◆ What is needed: Answer with a number only, giving how many lines in the data below include "each".

----

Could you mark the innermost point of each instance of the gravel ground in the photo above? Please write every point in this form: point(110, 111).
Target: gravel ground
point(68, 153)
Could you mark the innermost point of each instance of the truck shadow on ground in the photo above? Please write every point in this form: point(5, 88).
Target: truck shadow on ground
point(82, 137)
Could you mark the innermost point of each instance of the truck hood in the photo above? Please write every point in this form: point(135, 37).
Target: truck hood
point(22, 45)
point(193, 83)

----

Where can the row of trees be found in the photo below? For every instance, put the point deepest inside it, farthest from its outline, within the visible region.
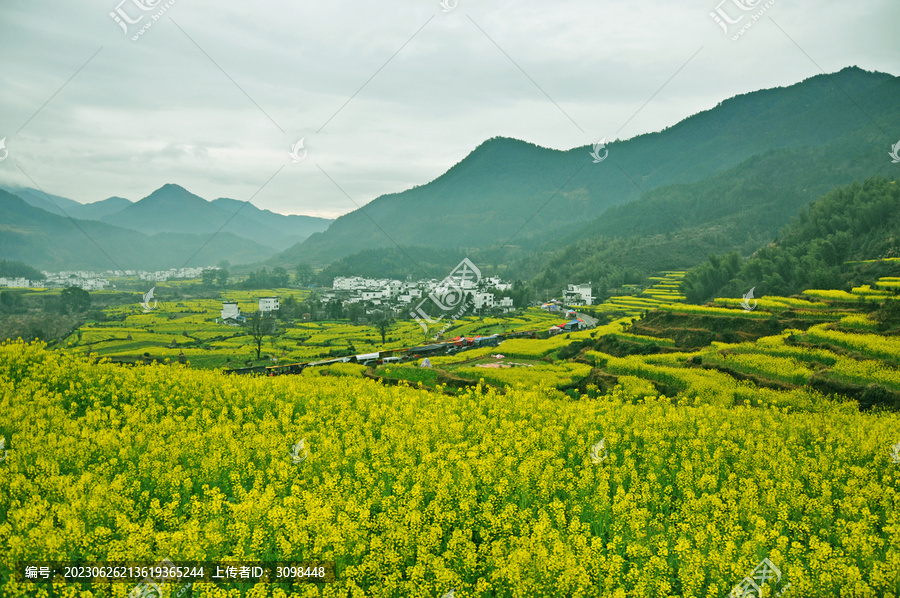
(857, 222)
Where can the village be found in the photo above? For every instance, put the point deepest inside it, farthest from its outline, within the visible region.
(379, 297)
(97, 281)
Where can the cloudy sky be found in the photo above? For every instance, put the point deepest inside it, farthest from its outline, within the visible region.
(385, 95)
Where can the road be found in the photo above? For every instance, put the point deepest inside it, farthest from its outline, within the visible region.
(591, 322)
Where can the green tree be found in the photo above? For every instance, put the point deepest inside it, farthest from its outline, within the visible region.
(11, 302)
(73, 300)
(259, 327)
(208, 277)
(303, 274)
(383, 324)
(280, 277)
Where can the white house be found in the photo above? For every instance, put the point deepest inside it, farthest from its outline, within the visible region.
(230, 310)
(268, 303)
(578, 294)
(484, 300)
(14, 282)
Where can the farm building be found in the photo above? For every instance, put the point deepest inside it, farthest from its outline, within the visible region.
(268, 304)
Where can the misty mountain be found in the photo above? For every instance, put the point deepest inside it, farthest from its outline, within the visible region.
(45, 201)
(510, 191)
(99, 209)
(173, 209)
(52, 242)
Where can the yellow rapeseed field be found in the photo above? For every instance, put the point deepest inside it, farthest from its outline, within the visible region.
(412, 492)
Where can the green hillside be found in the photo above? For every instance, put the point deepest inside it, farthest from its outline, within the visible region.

----

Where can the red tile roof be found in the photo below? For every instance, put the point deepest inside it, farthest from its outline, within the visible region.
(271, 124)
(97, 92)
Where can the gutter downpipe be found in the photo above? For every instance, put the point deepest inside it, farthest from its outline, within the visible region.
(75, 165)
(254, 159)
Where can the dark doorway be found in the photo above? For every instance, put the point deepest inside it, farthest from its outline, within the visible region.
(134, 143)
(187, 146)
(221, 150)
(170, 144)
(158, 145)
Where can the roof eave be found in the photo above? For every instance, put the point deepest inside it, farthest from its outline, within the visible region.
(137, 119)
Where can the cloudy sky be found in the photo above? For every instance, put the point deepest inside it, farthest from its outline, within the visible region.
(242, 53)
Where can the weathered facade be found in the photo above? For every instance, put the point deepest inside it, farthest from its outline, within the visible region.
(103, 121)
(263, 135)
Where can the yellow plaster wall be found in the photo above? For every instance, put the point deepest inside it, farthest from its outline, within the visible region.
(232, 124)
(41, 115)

----

◆ Problem solution: 3